REQUIRED ACTION: The records that follow must be repeated exactly, line by line.

DATA SUPPLIED:

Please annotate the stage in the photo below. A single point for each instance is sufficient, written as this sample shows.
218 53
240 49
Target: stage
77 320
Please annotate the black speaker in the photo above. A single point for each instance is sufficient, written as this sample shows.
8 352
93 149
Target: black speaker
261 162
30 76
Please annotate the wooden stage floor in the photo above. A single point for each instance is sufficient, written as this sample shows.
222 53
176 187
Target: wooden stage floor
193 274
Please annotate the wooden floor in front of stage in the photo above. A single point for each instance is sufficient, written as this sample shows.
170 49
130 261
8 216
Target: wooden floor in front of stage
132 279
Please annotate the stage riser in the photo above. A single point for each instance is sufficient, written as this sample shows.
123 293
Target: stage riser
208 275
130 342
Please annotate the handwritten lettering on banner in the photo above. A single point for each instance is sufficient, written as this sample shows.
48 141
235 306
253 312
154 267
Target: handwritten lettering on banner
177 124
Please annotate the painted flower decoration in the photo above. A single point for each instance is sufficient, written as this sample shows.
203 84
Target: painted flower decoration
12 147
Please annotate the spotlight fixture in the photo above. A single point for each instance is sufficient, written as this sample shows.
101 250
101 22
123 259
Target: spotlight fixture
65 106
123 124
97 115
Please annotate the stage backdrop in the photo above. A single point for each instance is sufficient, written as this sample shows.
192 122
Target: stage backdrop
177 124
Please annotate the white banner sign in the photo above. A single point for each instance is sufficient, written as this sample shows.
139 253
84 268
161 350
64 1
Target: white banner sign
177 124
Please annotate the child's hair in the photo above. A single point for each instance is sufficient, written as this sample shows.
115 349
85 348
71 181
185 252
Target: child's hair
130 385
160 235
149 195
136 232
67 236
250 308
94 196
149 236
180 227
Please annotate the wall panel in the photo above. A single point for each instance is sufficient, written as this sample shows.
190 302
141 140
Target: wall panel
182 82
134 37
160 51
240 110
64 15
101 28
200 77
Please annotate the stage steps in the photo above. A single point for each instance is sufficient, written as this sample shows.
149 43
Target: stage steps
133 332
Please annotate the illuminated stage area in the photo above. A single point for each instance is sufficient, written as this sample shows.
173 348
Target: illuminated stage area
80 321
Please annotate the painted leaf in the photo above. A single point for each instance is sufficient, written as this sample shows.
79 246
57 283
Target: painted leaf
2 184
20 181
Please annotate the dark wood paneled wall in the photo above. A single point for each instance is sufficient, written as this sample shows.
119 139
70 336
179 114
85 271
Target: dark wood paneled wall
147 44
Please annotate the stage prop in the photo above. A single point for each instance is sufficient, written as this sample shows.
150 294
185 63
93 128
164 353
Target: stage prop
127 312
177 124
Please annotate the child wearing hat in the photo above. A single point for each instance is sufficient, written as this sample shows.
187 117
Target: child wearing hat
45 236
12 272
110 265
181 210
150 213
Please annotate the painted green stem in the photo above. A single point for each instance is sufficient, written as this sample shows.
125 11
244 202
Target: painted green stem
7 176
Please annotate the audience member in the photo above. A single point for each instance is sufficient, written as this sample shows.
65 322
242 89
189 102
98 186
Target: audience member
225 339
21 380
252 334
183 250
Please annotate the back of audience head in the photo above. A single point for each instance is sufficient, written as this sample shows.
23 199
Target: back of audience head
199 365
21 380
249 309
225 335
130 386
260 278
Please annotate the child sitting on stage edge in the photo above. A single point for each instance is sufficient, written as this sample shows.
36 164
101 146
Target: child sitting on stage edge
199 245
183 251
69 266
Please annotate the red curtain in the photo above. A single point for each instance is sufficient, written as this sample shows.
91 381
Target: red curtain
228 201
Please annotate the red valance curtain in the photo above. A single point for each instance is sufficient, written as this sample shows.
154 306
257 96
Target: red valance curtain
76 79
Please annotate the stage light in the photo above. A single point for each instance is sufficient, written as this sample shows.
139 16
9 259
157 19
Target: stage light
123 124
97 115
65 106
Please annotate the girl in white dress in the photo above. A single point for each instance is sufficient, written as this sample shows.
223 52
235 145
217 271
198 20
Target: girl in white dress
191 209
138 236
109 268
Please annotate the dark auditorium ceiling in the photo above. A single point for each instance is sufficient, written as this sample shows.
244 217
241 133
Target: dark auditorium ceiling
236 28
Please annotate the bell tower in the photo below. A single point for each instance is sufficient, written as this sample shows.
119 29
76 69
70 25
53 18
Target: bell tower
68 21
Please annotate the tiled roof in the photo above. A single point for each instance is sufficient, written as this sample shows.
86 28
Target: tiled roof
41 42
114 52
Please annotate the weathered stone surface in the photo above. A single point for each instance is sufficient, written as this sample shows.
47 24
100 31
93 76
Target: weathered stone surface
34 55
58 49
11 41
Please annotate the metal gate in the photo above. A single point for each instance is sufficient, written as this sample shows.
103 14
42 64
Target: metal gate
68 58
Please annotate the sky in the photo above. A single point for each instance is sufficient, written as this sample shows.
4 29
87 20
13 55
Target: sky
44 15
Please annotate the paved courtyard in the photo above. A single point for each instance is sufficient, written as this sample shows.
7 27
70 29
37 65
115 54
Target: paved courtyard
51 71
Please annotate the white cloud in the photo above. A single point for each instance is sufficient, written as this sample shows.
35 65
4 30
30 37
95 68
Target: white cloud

FINISHED EXERCISE:
Please annotate the stage in the photo below. A single point for each instance is sufficient, written as this sample shows.
218 53
240 49
Target: stage
77 320
Please annotate the black speaker in the photo above. A single point for each instance is sufficient, written as this sample shows.
8 352
93 149
Target: black speaker
261 162
30 76
Please annotate the wooden stage floor in the photo above. A single point for each instance is sufficient, written as this sample shows.
222 53
176 187
Target: wooden stage floor
193 274
Please annotate the wooden floor in front of stage in the photo above. A single point for each instance is sufficient, written as this sample shows.
170 49
130 261
8 216
Target: wooden floor in front of stage
132 279
Please annotate the stage riser in the photo above. A single point for each instance is sufficient, written as this sample shows.
123 293
Target: stage riser
208 275
130 342
Please annotate the handwritten lettering on banner in the photo above. A single point for each instance is sufficient, written as this sample shows.
48 141
235 306
253 312
154 267
Target: handwritten lettering on banner
177 124
Please annotate the painted flower decoration in the photo above. A single point for each instance is sufficient, written as this sample shows.
203 84
Target: painted flower decoration
12 147
Please annotate the spotlight fixture in the photo above. A single point for each instance is sufficient, written as this sample shows.
101 250
101 22
123 259
Target: spotlight fixture
65 106
123 124
97 115
Please annotate the stage backdrop in the photo above. A single point for each instance is sufficient, written as this sample shows.
192 122
Target: stage backdrop
177 124
Please annotate the white banner sign in the photo above. A single point for each instance is sufficient, written as this sample shows.
139 253
84 268
161 350
64 1
Target: white banner sign
177 124
Please annotate the child's hair in the photo above. A single point for each instance is sufficient, written as this sample shows.
115 349
85 348
71 181
185 252
Target: child's hair
130 385
160 235
149 195
136 232
67 236
250 308
94 196
149 236
180 227
Please annotate the wall panel in the photo above. A single point for each instance is sufficient, written as this sample shows.
190 302
141 140
Target: wall panel
182 82
134 37
160 51
240 110
64 15
101 28
200 77
Please annotate the stage steps in the photo above. A single point for each instance is sufficient, written as this sample shows.
149 43
Target: stage steps
133 332
Please annotate the illuminated stage area in the photo above. A single point for each instance is sufficient, written as this sample shows.
173 348
Target: illuminated stage area
80 321
Please annotate the painted leaf in the photo above. A single point for each instance is sufficient, written as this sample shows.
79 246
57 283
Target: painted leaf
2 184
20 181
Please annotate the dark wood paneled wall in the photo above. A single point for each instance is sufficient, written as this sample shows.
119 139
70 336
179 114
85 271
Target: dark wood paneled wall
147 44
Please annotate the stage prop in the photo above. A single point for each instance is sufficient, written as this sample shows.
150 294
185 63
93 128
164 353
Target: stage prop
127 312
177 124
Please annotate the child wearing hat in the photo above. A single point for each instance is sufficient, written as this sample shows.
187 117
Target: child wearing hat
45 236
12 272
110 265
181 210
150 213
Please annotate the painted green stem in the photo above. A single point for each instance is sufficient, written as this sample shows.
125 11
244 202
Target: painted green stem
7 176
Please annotate the audience member in the photo above. A single point for each instance is sufficient, written as this sample shows.
65 322
242 89
189 102
98 186
Target: audience member
225 339
21 380
252 334
183 250
Please annotate the back of audience head in the photo above. A single point for each instance is sufficient, written as this sample shows.
23 199
Target: back of audience head
199 365
21 380
249 309
225 335
130 386
260 278
Please annotate the child sitting on stage edge in the photo above. A single point for each instance is sufficient, written as this sample shows.
36 164
101 146
Target: child sitting on stage edge
199 245
183 251
69 266
Please annotate the red curtain in the photo above. A single point for each instance is sufficient, written as this sample shows.
91 381
Target: red curtain
228 201
Please annotate the red valance curtain in the photo above. A single point for each instance is sufficient, written as this sample shows.
154 306
257 96
Target: red valance curtain
76 79
Please annotate the stage light in the photo above. A single point for each instance is sufficient, written as this sample shows.
139 16
9 259
157 19
Target: stage light
123 124
97 115
65 106
Please annotate the girl in white dress in the photo above. A single point for each instance is sufficient, written as this sample shows.
223 52
235 145
217 271
198 20
Target: girl in white dress
191 209
138 236
109 268
Please annotate the dark auditorium ceiling in the photo above. A single point for each instance is sufficient, written as this sample shows.
244 217
241 133
Target: dark auditorium ceiling
236 28
Please annotate the bell tower in the photo below. A single point for each instance is sufficient, written as this sample shows.
119 29
76 69
70 25
53 18
Target: bell tower
68 21
Please annotate the tiled roof in the photo above. A single point for each instance is sufficient, written as this sample shows.
86 28
Target: tiled roof
41 42
114 52
Please annotate the weathered stone surface in the photo above. A single point for each instance is sufficient, written as this sample shows.
47 24
100 31
93 76
Target: weathered stone surface
34 55
58 49
11 41
Please annotate the metal gate in the photo above. A single point for each instance is sufficient, written as this sample shows.
103 14
42 64
Target: metal gate
68 58
Please annotate the sky in the photo above. A single point for each instance is sufficient, written as this sample shows.
4 29
87 20
13 55
Target: sky
44 15
Please annotate the paved courtyard in the photo above. A single point for each instance is sufficient, written as this sample shows.
7 27
70 29
37 65
115 54
Target: paved courtyard
51 71
Please annotate the white cloud in the photo above. A single point for each instance is sufficient, written as this sample shows.
35 65
4 30
30 37
95 68
Target: white cloud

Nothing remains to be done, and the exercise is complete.